**Saved items:**
=-=-=-=-=
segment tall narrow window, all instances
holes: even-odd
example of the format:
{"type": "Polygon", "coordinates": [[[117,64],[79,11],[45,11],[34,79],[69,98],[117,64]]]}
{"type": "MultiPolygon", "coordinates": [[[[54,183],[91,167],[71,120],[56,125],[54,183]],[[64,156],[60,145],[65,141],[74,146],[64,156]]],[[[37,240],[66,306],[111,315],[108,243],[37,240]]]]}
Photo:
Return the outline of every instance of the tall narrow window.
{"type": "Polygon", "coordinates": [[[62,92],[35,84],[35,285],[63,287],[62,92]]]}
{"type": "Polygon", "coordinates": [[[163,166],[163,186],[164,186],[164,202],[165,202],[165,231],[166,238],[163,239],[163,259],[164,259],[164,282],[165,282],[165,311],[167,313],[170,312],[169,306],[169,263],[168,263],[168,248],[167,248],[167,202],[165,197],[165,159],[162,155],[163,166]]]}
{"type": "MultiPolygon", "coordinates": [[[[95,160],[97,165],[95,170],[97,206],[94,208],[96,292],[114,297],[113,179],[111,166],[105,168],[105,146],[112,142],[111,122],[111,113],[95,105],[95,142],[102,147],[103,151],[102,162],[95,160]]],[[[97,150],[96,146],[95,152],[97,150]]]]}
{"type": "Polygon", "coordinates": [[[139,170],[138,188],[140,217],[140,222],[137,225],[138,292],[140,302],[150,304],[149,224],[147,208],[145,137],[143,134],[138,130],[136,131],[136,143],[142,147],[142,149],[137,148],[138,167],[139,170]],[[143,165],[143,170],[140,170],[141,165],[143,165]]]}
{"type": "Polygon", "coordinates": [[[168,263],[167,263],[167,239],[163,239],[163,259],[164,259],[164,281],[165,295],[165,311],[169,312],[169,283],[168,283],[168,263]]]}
=-=-=-=-=
**AIM OF THE EXERCISE:**
Copy out every one of the lines above, keeping each character the same as in the original.

**SOLUTION:**
segment tall narrow window, all instances
holes: even-odd
example of the format:
{"type": "Polygon", "coordinates": [[[117,64],[79,11],[45,11],[34,79],[69,98],[117,64]]]}
{"type": "MultiPolygon", "coordinates": [[[[54,183],[91,167],[71,120],[56,125],[54,183]],[[64,156],[60,145],[65,141],[74,146],[64,156]]],[[[37,240],[66,306],[111,315],[108,243],[37,240]]]]}
Photo:
Return the outline of every instance of the tall narrow window.
{"type": "Polygon", "coordinates": [[[62,92],[35,84],[35,285],[63,287],[62,92]]]}
{"type": "Polygon", "coordinates": [[[163,166],[163,186],[164,186],[164,202],[165,202],[165,231],[166,238],[163,239],[163,259],[164,259],[164,282],[165,282],[165,311],[167,313],[170,312],[169,306],[169,263],[168,263],[168,248],[167,248],[167,202],[165,197],[165,159],[162,155],[163,166]]]}
{"type": "MultiPolygon", "coordinates": [[[[95,160],[97,165],[95,170],[97,206],[94,208],[96,292],[114,297],[113,179],[111,166],[105,168],[105,146],[112,142],[111,122],[111,113],[95,105],[95,142],[102,147],[103,151],[102,162],[95,160]]],[[[97,150],[96,146],[95,152],[97,150]]]]}
{"type": "Polygon", "coordinates": [[[139,170],[138,188],[140,217],[140,222],[137,225],[138,292],[140,302],[150,304],[149,224],[147,208],[145,137],[143,134],[138,130],[136,131],[136,143],[142,147],[142,149],[137,148],[138,167],[139,170]],[[143,165],[143,170],[140,170],[141,165],[143,165]]]}
{"type": "Polygon", "coordinates": [[[168,263],[167,263],[167,239],[163,239],[163,259],[164,259],[164,281],[165,295],[165,311],[169,312],[169,283],[168,283],[168,263]]]}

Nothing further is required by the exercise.